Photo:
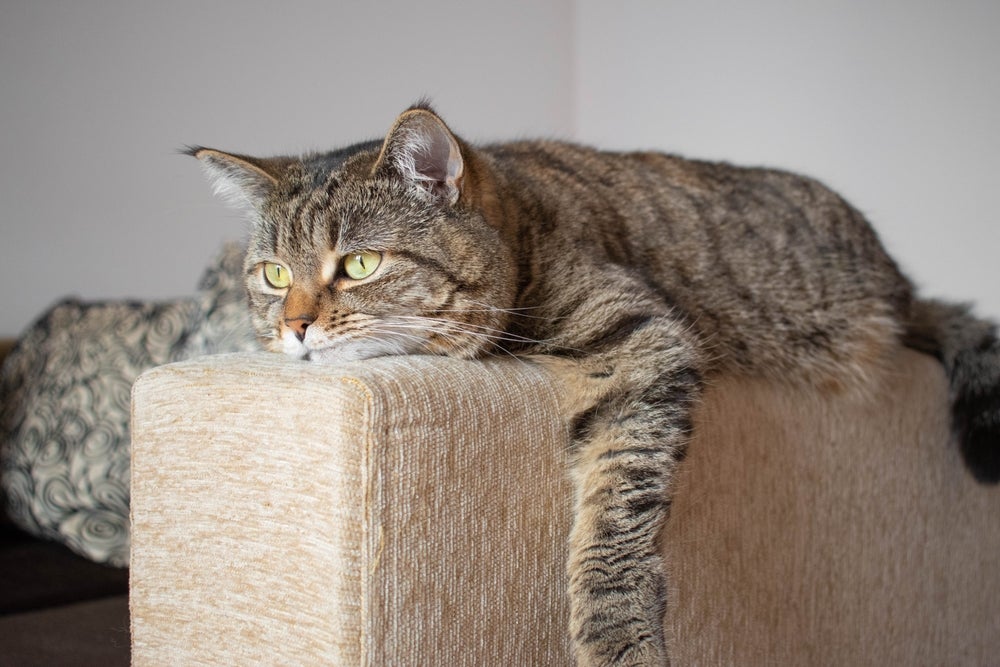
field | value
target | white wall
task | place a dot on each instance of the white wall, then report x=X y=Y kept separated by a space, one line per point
x=896 y=104
x=96 y=98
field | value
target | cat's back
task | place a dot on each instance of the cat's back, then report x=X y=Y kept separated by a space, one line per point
x=744 y=252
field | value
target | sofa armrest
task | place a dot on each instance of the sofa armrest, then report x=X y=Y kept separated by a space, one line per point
x=414 y=511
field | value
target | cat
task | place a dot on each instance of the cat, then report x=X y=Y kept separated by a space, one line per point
x=635 y=277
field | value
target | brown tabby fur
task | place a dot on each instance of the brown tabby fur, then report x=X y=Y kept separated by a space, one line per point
x=633 y=276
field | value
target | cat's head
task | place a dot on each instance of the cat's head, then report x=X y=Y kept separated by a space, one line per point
x=381 y=248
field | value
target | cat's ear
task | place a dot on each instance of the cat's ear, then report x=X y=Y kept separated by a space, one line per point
x=422 y=150
x=242 y=181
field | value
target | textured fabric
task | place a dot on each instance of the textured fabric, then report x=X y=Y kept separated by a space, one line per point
x=290 y=513
x=64 y=403
x=413 y=511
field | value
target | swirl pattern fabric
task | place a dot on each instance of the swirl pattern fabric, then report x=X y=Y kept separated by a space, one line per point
x=65 y=402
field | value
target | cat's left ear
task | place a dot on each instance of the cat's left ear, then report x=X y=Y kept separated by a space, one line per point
x=422 y=150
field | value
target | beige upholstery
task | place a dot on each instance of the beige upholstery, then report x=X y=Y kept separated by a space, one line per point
x=413 y=511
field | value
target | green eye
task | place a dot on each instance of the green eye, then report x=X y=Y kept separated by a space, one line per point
x=276 y=275
x=362 y=264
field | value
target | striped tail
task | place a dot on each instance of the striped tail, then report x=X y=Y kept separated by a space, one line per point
x=970 y=352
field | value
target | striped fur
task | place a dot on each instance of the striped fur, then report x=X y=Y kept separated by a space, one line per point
x=633 y=276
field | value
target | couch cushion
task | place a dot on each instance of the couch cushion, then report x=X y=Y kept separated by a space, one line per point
x=64 y=403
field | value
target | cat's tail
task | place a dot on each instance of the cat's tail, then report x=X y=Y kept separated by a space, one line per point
x=970 y=352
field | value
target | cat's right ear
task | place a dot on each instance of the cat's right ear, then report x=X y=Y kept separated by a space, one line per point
x=242 y=181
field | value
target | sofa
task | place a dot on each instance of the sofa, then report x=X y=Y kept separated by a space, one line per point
x=414 y=511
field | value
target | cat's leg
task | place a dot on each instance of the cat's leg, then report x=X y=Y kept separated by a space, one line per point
x=632 y=424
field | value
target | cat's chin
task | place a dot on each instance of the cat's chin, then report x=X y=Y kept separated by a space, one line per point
x=346 y=352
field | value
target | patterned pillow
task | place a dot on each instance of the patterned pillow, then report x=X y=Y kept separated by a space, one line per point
x=65 y=401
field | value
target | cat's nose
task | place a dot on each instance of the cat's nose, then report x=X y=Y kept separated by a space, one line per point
x=299 y=325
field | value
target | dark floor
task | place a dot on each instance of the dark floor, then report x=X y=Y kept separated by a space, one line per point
x=57 y=608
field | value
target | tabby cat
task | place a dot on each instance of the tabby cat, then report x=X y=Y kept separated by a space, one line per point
x=634 y=276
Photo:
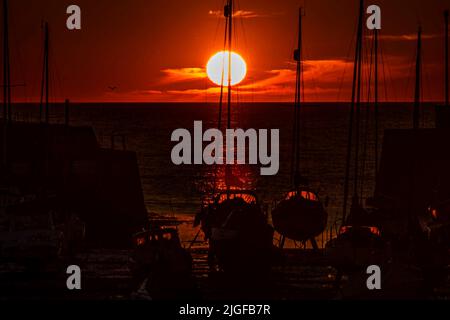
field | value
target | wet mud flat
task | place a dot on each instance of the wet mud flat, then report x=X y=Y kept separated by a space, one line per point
x=301 y=275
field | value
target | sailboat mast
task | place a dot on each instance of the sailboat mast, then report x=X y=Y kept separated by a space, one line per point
x=6 y=66
x=297 y=105
x=230 y=37
x=354 y=105
x=46 y=73
x=45 y=77
x=416 y=113
x=376 y=107
x=447 y=102
x=6 y=83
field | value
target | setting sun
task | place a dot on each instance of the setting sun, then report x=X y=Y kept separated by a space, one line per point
x=218 y=64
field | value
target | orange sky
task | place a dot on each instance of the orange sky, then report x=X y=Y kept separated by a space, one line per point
x=157 y=50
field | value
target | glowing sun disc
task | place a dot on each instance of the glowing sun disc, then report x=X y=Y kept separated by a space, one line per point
x=218 y=64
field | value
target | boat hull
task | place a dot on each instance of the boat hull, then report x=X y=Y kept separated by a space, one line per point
x=299 y=219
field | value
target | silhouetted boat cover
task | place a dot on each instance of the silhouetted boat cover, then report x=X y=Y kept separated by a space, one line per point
x=300 y=216
x=237 y=230
x=162 y=263
x=101 y=186
x=414 y=178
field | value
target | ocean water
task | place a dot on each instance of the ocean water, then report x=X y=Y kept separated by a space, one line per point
x=178 y=190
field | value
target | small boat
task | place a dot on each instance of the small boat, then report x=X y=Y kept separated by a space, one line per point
x=240 y=238
x=162 y=264
x=238 y=233
x=300 y=215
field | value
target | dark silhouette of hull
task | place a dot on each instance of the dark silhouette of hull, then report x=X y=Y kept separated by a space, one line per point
x=300 y=218
x=239 y=236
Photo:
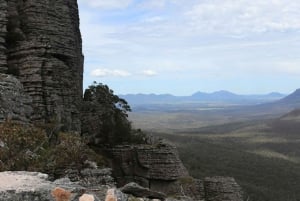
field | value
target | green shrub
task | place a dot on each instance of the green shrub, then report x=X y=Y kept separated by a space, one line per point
x=21 y=146
x=71 y=152
x=26 y=148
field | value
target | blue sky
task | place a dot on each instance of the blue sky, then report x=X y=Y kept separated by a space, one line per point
x=180 y=46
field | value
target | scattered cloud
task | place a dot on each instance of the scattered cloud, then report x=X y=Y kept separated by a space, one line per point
x=153 y=4
x=107 y=4
x=237 y=17
x=149 y=73
x=104 y=72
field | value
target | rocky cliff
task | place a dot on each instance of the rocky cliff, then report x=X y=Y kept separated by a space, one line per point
x=40 y=44
x=159 y=168
x=41 y=68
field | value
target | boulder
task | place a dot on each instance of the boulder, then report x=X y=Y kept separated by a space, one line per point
x=29 y=186
x=40 y=43
x=221 y=189
x=139 y=191
x=15 y=104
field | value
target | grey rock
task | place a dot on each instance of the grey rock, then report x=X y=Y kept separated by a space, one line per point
x=139 y=191
x=147 y=162
x=222 y=189
x=15 y=104
x=44 y=51
x=3 y=31
x=32 y=186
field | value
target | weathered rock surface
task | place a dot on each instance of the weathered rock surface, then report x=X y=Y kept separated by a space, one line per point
x=3 y=30
x=222 y=189
x=29 y=186
x=139 y=191
x=14 y=103
x=159 y=168
x=40 y=43
x=147 y=163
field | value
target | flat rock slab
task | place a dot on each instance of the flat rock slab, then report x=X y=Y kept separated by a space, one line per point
x=23 y=181
x=32 y=186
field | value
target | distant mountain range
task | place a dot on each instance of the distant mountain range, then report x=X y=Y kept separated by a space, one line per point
x=198 y=97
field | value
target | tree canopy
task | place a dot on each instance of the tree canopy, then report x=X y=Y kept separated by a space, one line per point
x=110 y=113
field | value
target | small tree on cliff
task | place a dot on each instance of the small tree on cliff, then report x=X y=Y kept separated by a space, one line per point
x=113 y=126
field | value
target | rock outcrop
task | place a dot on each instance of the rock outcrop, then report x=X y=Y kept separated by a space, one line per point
x=145 y=164
x=28 y=186
x=3 y=30
x=221 y=189
x=159 y=168
x=40 y=43
x=15 y=105
x=41 y=74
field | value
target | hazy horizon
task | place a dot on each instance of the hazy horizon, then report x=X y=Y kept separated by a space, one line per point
x=180 y=47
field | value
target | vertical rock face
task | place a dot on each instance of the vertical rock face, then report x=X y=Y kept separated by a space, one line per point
x=14 y=103
x=221 y=189
x=44 y=51
x=3 y=22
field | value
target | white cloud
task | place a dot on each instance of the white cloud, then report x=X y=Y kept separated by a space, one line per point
x=237 y=17
x=153 y=4
x=149 y=73
x=107 y=4
x=104 y=72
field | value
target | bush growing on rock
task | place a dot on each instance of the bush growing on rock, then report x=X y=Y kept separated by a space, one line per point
x=27 y=148
x=105 y=118
x=21 y=146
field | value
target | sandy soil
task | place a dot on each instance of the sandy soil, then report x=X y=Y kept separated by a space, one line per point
x=21 y=180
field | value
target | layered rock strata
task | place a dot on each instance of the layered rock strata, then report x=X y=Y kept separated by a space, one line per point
x=15 y=105
x=40 y=43
x=159 y=168
x=3 y=30
x=145 y=164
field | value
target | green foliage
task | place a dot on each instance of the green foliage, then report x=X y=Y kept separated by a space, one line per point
x=112 y=126
x=71 y=152
x=21 y=146
x=28 y=148
x=105 y=97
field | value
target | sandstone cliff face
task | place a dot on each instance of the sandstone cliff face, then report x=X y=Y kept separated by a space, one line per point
x=159 y=168
x=146 y=164
x=3 y=22
x=42 y=47
x=14 y=103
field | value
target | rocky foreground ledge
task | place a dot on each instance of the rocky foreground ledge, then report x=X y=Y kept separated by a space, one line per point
x=97 y=185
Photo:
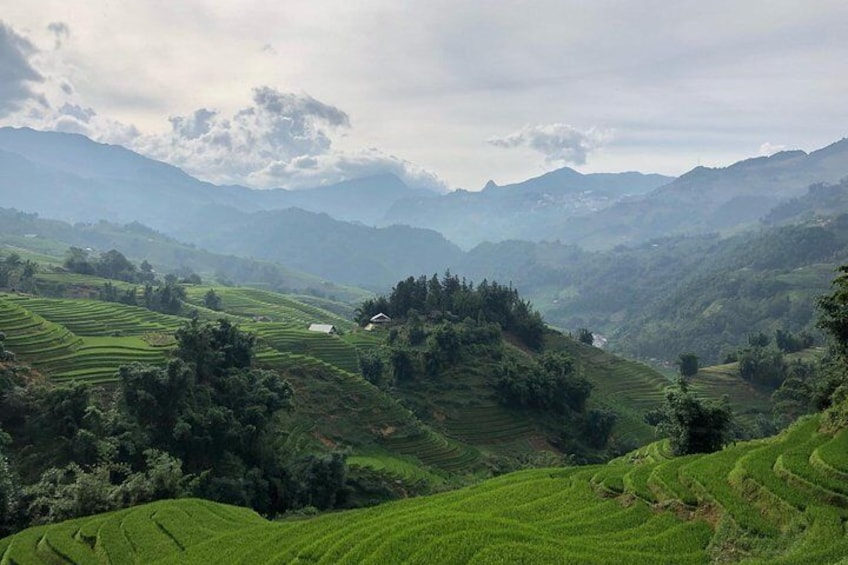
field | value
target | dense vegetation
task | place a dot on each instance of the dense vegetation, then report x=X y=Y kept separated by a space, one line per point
x=209 y=424
x=700 y=294
x=458 y=299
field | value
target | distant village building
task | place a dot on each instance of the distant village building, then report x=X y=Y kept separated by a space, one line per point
x=323 y=328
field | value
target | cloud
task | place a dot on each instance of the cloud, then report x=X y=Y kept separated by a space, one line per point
x=60 y=31
x=317 y=170
x=281 y=139
x=767 y=149
x=16 y=72
x=558 y=142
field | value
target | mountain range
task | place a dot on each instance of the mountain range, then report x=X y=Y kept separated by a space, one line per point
x=356 y=232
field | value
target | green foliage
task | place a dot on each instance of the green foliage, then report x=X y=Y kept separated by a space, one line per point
x=457 y=299
x=372 y=367
x=780 y=500
x=166 y=298
x=688 y=364
x=692 y=425
x=9 y=490
x=18 y=273
x=550 y=384
x=211 y=300
x=762 y=365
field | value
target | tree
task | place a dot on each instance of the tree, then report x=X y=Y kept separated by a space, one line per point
x=834 y=313
x=211 y=300
x=371 y=365
x=9 y=494
x=762 y=365
x=688 y=364
x=402 y=366
x=691 y=425
x=77 y=261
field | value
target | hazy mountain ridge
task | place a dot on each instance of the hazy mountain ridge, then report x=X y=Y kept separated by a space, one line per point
x=531 y=210
x=705 y=200
x=95 y=180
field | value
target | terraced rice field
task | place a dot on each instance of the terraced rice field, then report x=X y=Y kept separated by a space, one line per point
x=342 y=406
x=250 y=303
x=329 y=348
x=486 y=425
x=97 y=318
x=780 y=500
x=55 y=350
x=627 y=387
x=747 y=401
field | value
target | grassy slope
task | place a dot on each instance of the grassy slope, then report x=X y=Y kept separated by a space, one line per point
x=457 y=419
x=779 y=500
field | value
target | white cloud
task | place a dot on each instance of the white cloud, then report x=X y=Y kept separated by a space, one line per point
x=316 y=170
x=767 y=149
x=282 y=139
x=17 y=74
x=558 y=142
x=61 y=32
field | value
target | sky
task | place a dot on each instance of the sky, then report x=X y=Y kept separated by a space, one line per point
x=444 y=94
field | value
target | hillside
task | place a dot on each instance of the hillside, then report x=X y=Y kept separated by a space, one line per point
x=778 y=500
x=47 y=241
x=534 y=210
x=697 y=293
x=71 y=177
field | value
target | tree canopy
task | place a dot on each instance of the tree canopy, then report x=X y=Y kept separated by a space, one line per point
x=460 y=299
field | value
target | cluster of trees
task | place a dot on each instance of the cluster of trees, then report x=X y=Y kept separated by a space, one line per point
x=692 y=425
x=456 y=298
x=209 y=424
x=110 y=265
x=419 y=351
x=17 y=273
x=166 y=296
x=553 y=385
x=763 y=362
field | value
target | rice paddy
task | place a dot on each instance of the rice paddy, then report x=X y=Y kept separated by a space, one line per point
x=778 y=500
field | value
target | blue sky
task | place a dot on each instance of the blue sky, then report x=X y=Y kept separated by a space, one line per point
x=445 y=94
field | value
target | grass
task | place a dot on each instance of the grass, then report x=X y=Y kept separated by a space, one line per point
x=641 y=508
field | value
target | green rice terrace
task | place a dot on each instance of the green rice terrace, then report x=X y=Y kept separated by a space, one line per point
x=777 y=500
x=456 y=423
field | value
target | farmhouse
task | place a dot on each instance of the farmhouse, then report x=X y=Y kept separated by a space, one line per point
x=323 y=328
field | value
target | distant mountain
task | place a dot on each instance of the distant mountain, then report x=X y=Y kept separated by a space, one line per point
x=820 y=201
x=530 y=210
x=364 y=200
x=316 y=243
x=21 y=232
x=71 y=177
x=705 y=200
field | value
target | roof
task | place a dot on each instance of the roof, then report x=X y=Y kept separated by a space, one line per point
x=323 y=328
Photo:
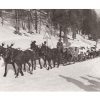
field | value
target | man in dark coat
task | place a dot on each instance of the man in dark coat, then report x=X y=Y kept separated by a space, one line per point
x=60 y=46
x=33 y=45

Task description> Every line above between the one containing "target | sandstone cliff face" and the one containing "target | dense vegetation", those two included, is to be printed exactly. No pictures go into the copy.

Response to this exercise>
target | sandstone cliff face
task | place a dot on each instance of the sandstone cliff face, then report x=X y=Y kept separated by a space, one line per point
x=159 y=168
x=146 y=164
x=3 y=22
x=42 y=47
x=14 y=103
field | value
target | rocky foreground ledge
task | place a dot on each instance of the rocky foreground ledge, then report x=X y=Y kept separated by a space, one line per point
x=97 y=185
Photo:
field | value
target | dense vegetation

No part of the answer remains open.